## ASSIGNMENT
Could you restate the entries below word for word?

## DATA FOR PROCESSING
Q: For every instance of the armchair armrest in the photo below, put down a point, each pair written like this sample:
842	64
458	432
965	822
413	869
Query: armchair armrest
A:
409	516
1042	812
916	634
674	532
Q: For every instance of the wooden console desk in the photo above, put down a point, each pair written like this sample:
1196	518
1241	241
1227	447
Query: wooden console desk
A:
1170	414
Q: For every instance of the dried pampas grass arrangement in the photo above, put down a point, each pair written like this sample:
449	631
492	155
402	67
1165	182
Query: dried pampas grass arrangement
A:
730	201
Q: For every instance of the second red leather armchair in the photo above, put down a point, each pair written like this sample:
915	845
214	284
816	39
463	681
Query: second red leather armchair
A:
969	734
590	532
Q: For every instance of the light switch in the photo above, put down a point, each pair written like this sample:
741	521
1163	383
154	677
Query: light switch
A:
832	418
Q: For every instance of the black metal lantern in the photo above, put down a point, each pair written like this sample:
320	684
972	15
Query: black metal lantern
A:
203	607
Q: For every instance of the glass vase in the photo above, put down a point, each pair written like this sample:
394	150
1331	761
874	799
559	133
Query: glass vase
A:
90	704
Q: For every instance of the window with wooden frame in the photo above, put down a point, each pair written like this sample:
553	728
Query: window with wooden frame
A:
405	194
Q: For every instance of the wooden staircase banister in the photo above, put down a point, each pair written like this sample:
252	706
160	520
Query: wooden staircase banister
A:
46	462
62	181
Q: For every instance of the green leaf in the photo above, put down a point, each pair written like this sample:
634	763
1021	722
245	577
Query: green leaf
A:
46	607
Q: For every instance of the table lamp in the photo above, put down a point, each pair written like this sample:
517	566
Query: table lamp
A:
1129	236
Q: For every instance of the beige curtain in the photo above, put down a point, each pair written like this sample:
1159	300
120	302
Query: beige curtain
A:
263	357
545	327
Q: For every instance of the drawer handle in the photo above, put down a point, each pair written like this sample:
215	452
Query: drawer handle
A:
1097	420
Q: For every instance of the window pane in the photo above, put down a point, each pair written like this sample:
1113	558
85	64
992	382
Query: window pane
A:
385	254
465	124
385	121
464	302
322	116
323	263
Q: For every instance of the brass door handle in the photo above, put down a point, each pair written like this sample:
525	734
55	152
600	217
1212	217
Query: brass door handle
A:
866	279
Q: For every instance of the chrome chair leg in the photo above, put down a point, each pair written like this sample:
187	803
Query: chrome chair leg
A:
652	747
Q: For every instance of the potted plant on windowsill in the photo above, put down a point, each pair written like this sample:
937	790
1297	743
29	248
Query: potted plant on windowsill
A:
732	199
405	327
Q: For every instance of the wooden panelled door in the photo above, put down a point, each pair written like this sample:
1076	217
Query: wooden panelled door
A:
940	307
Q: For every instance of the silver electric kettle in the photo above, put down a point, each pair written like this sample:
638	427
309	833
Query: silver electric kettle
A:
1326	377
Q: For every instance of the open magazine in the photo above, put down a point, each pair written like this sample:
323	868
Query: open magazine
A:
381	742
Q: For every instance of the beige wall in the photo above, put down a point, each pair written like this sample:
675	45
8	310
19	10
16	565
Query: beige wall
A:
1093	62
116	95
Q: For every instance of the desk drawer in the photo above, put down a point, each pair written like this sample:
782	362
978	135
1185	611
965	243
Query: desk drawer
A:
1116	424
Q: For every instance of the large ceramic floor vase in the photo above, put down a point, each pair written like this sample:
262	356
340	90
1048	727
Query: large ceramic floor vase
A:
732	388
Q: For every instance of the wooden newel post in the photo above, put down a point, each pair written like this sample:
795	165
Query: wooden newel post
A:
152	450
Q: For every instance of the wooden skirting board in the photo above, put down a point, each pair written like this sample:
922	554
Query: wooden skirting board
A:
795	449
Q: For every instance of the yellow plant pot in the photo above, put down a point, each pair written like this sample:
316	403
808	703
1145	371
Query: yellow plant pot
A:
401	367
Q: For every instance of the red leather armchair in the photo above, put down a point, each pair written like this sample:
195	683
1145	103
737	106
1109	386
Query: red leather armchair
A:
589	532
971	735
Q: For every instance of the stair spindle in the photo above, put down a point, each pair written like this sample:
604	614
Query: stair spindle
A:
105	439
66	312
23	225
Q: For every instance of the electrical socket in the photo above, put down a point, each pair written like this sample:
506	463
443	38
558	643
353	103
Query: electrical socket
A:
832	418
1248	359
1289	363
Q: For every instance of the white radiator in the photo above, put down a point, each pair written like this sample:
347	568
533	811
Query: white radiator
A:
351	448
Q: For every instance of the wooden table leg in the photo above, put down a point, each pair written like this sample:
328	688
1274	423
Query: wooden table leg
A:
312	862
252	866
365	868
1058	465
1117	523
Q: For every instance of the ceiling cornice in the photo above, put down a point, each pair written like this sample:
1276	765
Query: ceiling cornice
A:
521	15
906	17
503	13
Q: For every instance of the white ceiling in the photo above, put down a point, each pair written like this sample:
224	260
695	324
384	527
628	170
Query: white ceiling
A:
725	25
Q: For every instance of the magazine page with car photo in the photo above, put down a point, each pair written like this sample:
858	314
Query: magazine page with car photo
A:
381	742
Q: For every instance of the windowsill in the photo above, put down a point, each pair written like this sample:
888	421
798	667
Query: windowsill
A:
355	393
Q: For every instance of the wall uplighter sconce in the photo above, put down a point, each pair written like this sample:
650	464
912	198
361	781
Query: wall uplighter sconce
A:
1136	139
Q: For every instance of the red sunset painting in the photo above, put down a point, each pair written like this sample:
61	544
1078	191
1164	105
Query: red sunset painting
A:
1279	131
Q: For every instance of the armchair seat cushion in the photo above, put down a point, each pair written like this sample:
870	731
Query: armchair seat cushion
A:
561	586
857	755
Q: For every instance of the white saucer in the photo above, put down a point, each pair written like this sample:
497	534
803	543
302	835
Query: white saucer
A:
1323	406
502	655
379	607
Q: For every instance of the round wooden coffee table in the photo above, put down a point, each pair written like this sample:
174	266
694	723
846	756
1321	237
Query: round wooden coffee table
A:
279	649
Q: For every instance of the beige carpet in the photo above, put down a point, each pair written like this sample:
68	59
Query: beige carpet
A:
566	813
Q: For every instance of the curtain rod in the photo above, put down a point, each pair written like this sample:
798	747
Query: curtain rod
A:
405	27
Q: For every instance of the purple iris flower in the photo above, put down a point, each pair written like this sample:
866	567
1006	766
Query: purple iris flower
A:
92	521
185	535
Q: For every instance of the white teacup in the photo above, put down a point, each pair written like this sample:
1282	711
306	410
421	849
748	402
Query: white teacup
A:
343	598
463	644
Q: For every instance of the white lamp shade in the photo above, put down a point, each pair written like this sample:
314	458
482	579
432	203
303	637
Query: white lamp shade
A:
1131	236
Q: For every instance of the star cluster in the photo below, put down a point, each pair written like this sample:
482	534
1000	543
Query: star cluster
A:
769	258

## ANSWER FOR THE TASK
Q: For every instance of the armchair armrest in the photo below, put down a point, each pair written like this sample:
842	64
458	432
965	822
413	869
Query: armchair armrest
A:
409	516
1042	812
916	634
674	532
Q: For every instance of the wooden console desk in the photo above, put down a point, each pair written like this sample:
1196	518
1241	241
1227	447
Query: wooden console desk
A:
1170	414
Q: For every instance of the dried pampas grass arrangement in the photo above, put down a point, each pair written like this sample:
449	631
492	155
402	67
1165	182
Query: dried pampas grass arrangement
A:
730	201
Q: For every instance of the second red leather armchair in the photo above, put down a point, each pair written like this sample:
915	845
214	284
816	39
463	681
Query: second red leather armchair
A:
969	734
590	532
Q: For every instance of the light switch in the photo above, put down a point, each pair written like this sample:
741	521
1163	383
154	677
Query: light switch
A:
832	418
Q: For every instance of the black metal lantern in the photo above, put down a point, each pair written like this sample:
320	684
972	15
Query: black metal lantern
A:
203	607
Q: For every instance of the glass vase in the photo above, put down a point, each pair written like this sample:
394	150
1331	761
874	799
559	133
Query: glass vase
A:
90	704
Q: For every instance of the window with wooden frame in the photo above, put down a point, each pair written like this sample:
553	728
Query: window with wooden frame
A:
405	194
Q: For every instance of the wooden staircase banister in the photo above, put down a point, each pair written like this sample:
252	706
160	520
Query: wooden staircase banister
A:
46	462
62	181
Q: For every instance of the green leaf in the photo above, put down a point, each pair written like this sample:
634	763
1021	722
245	577
Query: green leaf
A:
46	607
Q: For every instance of the table lamp in the photo above, put down a point, each pair written like this sample:
517	566
Query: table lamp
A:
1129	236
Q: For every instance of the beige curtain in the photo above, put down a point, each pair written like this sample:
1159	300
120	302
Query: beige curtain
A:
263	357
545	327
Q: For every instance of the drawer handle in the photo above, put down a point, each pair written like this sample:
215	452
Query: drawer handle
A:
1097	420
Q: For every instance of the window pane in the photo above, put down a point, each pair written like this sample:
1113	558
85	64
992	382
Query: window pane
A:
385	254
465	124
385	121
464	302
322	116
323	263
Q: For every instance of the brass door handle in the photo above, put down a point, each pair written like this sample:
525	734
55	152
600	217
1212	217
Query: brass door handle
A:
866	279
Q: For every instance of the chrome chair leg in the photo above, put down a point, each pair written like this sample:
187	803
Query: chrome chair leg
A:
652	747
Q: For every instance of the potted plant on windowsill in the photo above, put down a point, each pair written like this sample:
937	790
1297	743
29	248
Query: potted plant on windowsill
A:
732	199
405	327
Q: For every instance of the wooden panelled door in the photo above, put down a point, each pair written like this sample:
1076	217
Query: wooden panelled door
A:
940	307
Q: For every instance of the silver electric kettle in the photo above, put down a point, each pair written like this sample:
638	427
309	833
Query: silver electric kettle
A:
1326	377
Q: For every instance of the open magazine in the photo above, put down a point, each pair written like this sample:
323	868
Query: open magazine
A:
381	742
Q: For every instance of the beige wall in the photo above, put down a point, each pair written like this sample:
675	45
8	310
19	10
16	565
Query: beige wall
A:
1093	62
116	95
Q: For every instance of the desk drawer in the photo above, put down a point, each pair written like this sample:
782	362
978	135
1185	611
965	243
Query: desk drawer
A:
1116	424
Q: For every instance of the large ceramic floor vase in the photo above, put down a point, each pair written like this sample:
262	356
340	90
1048	727
Query: large ceramic floor vase
A:
732	388
Q: For every instance of the wooden newel post in the photo above, put down a point, each pair written like this sample:
795	165
Query: wooden newel post
A:
152	450
Q: For every instance of the wooden skirting board in the photo above, put down a point, each pair written like this sample:
922	554
Query: wooden skirting board
A:
795	449
Q: For every instance of the yellow plant pot in the photo above, put down a point, each pair written like this sample:
316	403
808	703
1145	371
Query: yellow plant pot
A:
401	367
Q: For every instance of the red leather armchair in the photo above, put down a point, each pair written like this sample:
195	683
1145	103
737	106
1109	386
Query: red leather armchair
A:
589	532
971	735
Q: For every instance of the stair spindle in the photo above, put down a point, each pair written like this sample:
604	614
Query: stair spindle
A:
105	439
66	312
23	225
Q: For every instance of the electrical socket in the photo above, put down a point, each pair written like this sample:
506	463
443	38
558	643
353	103
Query: electrical socket
A:
832	418
1248	359
1289	363
Q: For every instance of the white radiator in the photo above, put down a point, each pair written like this sample:
347	568
533	811
Query: white radiator
A:
351	448
Q: For every instance of the wooden table leg in the photo above, put down a point, each pair written like this sample:
328	688
1274	423
Query: wooden table leg
A:
312	862
252	866
365	868
1058	465
1117	523
Q: For every instance of the ceiling cornice in the photo above, put down a point, each pair written like this sample:
1276	765
Query: ceiling cornice
A:
521	15
906	17
503	13
Q: For every instance of the white ceiling in the photo above, put down a point, each pair written like this sample:
224	260
695	324
384	527
628	170
Query: white ceiling
A:
725	25
Q: For every instance of the magazine page with car photo in the photo above, put down a point, each pair written like this sample:
858	314
Query: magazine page with car photo
A:
381	742
Q: For every instance of the windowsill in the photo above, put down a point, each pair written like this sample:
888	421
798	667
Query: windowsill
A:
355	393
Q: For every instance of the wall uplighter sconce in the photo above, put down a point, each pair written like this sample:
650	464
912	198
361	781
Query: wall uplighter sconce
A:
1136	139
Q: For every instance of the red sunset painting in the photo above, put down a point, each pair written like this sample:
61	544
1078	191
1164	105
Query: red sunset painting
A:
1279	131
Q: For every instance of the armchair seat cushion in the photo above, put down a point, each pair written like this sample:
870	731
Query: armchair seat cushion
A:
561	586
857	755
Q: For every instance of the white saucer in the photo above, put down a point, each pair written like this sample:
497	534
803	543
302	835
Query: white saucer
A:
1323	406
502	655
379	607
Q: For every instance of the round wooden coffee table in the photo above, put down a point, each pair written like this sample:
174	266
694	723
846	756
1321	237
Query: round wooden coffee table
A:
279	649
Q: For every instance of the beige carpet in the photo above, put down a point, each pair written like this sample:
68	59
Query: beige carpet
A:
566	813
Q: For every instance of the curtain rod in the photo above, put down a point, each pair written like this sample:
798	747
Query: curtain rod
A:
405	27
Q: For every instance of the purple iris flower in the photo above, put down a point, each pair written like this sample:
866	567
1006	766
Query: purple iris flower
A:
92	521
185	535
Q: For every instance of the white teacup in the photo above, put down a point, each pair written like this sample:
1282	711
306	410
421	849
748	402
Query: white teacup
A:
343	598
463	644
Q: For every instance of the white lamp shade in the photo above, put down a point, each pair written like this sample:
314	458
482	579
432	203
303	637
Query: white lamp shade
A:
1131	236
Q: For every instance of the star cluster in the photo below, put down a point, each pair written like this sample:
482	534
1000	543
Query: star cluster
A:
769	258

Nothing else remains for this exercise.